SUPPLIED INFORMATION:
····················
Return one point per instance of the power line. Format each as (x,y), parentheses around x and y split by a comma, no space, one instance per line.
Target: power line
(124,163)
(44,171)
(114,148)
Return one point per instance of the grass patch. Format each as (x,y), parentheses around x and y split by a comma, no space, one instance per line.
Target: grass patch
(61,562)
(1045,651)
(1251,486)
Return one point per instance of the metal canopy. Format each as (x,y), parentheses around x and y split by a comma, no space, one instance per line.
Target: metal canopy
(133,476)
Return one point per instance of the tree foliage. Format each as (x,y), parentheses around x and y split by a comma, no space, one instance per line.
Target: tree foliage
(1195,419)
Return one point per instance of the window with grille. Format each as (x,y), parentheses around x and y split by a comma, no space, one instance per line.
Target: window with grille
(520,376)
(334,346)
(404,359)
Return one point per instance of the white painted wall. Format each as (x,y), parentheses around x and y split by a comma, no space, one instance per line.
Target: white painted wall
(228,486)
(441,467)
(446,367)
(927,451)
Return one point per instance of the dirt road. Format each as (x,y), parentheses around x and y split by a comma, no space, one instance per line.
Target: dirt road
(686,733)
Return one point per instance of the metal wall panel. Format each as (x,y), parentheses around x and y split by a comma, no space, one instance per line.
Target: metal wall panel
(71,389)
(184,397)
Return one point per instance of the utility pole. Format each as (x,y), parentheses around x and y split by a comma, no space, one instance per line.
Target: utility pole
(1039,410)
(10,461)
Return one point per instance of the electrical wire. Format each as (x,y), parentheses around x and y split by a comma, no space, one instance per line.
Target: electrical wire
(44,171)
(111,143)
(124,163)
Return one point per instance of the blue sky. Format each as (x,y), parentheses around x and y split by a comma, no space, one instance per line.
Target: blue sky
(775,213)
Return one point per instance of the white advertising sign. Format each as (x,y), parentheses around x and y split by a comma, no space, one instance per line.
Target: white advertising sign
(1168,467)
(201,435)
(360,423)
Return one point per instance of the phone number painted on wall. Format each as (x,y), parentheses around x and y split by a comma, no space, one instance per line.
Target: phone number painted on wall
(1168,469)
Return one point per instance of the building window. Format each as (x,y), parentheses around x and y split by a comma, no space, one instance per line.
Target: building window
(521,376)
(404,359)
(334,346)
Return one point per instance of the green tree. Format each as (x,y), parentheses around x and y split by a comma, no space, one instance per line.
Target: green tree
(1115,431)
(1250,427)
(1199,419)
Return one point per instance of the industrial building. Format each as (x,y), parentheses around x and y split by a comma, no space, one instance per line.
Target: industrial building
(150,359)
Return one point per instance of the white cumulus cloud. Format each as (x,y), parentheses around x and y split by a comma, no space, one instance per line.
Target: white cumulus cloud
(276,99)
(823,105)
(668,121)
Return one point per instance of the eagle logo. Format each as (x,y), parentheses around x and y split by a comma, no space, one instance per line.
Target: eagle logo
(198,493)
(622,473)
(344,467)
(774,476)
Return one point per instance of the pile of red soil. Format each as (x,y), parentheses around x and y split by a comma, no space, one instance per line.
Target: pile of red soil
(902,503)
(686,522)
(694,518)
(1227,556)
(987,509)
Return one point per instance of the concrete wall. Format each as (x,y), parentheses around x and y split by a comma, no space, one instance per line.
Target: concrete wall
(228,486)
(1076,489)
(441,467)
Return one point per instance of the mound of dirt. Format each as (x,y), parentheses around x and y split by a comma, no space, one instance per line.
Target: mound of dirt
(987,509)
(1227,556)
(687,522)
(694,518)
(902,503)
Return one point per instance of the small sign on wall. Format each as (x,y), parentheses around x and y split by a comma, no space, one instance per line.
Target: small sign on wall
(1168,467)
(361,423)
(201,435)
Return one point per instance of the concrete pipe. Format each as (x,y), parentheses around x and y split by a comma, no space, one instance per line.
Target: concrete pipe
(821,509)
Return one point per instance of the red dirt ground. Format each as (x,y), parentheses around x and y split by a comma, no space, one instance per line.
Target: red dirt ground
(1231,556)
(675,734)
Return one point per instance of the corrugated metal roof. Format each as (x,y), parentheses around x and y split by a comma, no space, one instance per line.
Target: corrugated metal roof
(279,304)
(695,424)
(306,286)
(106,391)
····················
PROBLEM: Retype all of the material above, line for line, with no changes.

RESULT OF THE EXERCISE:
Return one point per instance of the power line. Format each as (x,y), parentheses around x and y split by a comma, no space, one instance per line.
Target: power line
(124,163)
(44,171)
(114,148)
Return one point per instance of the grass patch. Format each as (x,y), parentheses around x and y split by a comma, no space, one instance per line.
Target: grass patch
(61,562)
(1045,651)
(1251,486)
Return one point per instance of the metal canopy. Format each as (x,y), parentheses around x and y split by a comma, no space, one instance per line.
Target: metal canopy
(133,476)
Return one point per instance of the tree foliage. Format each as (x,y), parentheses around x and y split by a comma, no space, one instance per line.
Target: tree foliage
(1195,419)
Return one point per instance of the window with grille. Format each as (x,y), parentheses around x and y split by a comma, no space, one instance per line.
Target: window with grille
(520,376)
(334,346)
(404,359)
Return one point per instance of the white painted wall. Format each as (x,y), parentheses around x and y split by a comma, no space, one instance per line.
Target: white painted wall
(228,486)
(441,467)
(446,367)
(927,451)
Return one point per instance of the dirt road. Format each as (x,y), parentheses around x and y split by a comma, no space, one instance per line.
Target: dirt road
(686,733)
Return one point per instance of the metal wall panel. Format each as (x,y), parentheses around x and y split by a comma, no space, one instance per line.
Target: metal wall panel
(71,389)
(184,397)
Return one point per instance of the utility pole. Format each as (x,y), parentheses around x and y split by a comma, no space, one instance per line.
Target: utility pole
(1039,410)
(10,461)
Return one point per instance of the electrical wire. Format each as (x,y), parentheses around x and y split by a comma, no space, one instance per line.
Target: electrical wire
(44,171)
(111,143)
(124,163)
Return one point per instance of the blue sky. Format each as (x,y), parentheses around x and y split by a comma, no space, one instance per line.
Target: blue sky
(775,213)
Return one point per instance of the white advertising sign. Format each as (x,y), parentheses around x and y split by a comma, no space, one instance per line.
Target: white advertising sign
(1168,467)
(201,435)
(360,423)
Return one point per instance of the phone number painted on wall. Format each as (x,y), parentheses around x and y split by a comma, no space, one instance per line.
Target: phone number painted on wall
(1168,469)
Return one point per instance of the building window. Format each as (x,y), parentheses around x and y split by a comma, no space, one instance per line.
Target: building window
(521,376)
(404,359)
(334,346)
Return one point per instance of the green tree. Format each as (x,y), parentheses around x and y split by a comma, no space, one instance per line.
Target: green tree
(1115,431)
(1250,427)
(1199,419)
Return one point per instance of the industrial building. Format each as (x,y), parentheses around x and y split by a comma, no space, one instance per line.
Target: industrial building
(150,359)
Return one point per instance of the white cumulus cloud. Format each as (x,y), parentheses around x and y split by a comma, no space, one instance per line.
Target: white cumulus cloud
(276,99)
(823,105)
(668,121)
Return one point per instance of the eagle logo. Format each as (x,y), parentheses around x and y split by a comma, no space, one instance per line.
Target: eagle logo
(198,493)
(622,473)
(344,467)
(774,476)
Return one point per instance of the pile of red soil. Format each as (x,y), parentheses around x and y split by a comma, no space, one instance per line.
Target: pile of red soil
(902,503)
(686,522)
(694,518)
(1227,556)
(987,509)
Return one point per instance of the concrete wall. Format each as (x,y), parentheses around x and y split by a comma, no space, one instance per line.
Target: concrete wall
(228,486)
(1076,489)
(441,467)
Return one point per instance of the mound of dirt. Format each as (x,y), parentheses around x and y split by a comma, no space, one instance per line.
Target: mound of dirt
(987,509)
(1227,556)
(687,522)
(694,518)
(902,503)
Return one point per instance of the small sign on wall. Format each as (x,y), parentheses around x and y split by a comma, no space, one instance per line.
Target: small sign on wall
(1168,467)
(361,423)
(201,435)
Return one point per instance of the concrete pipe. Format each as (x,y), parentheses around x and y split by a comma, no space, one instance per line.
Target: concrete pipe
(821,509)
Return one point per instance of the red dirt ground. Format each as (x,y), parentheses around x and y split by a comma, no space, one instance per line.
Target: red dirt ground
(1231,556)
(675,734)
Return one point per instance of the corrugated metal roof. Format each as (x,y), parentheses around x and y split by a comma, no space, one instance per line.
Target: corrugated metal roof
(279,304)
(695,424)
(306,286)
(106,391)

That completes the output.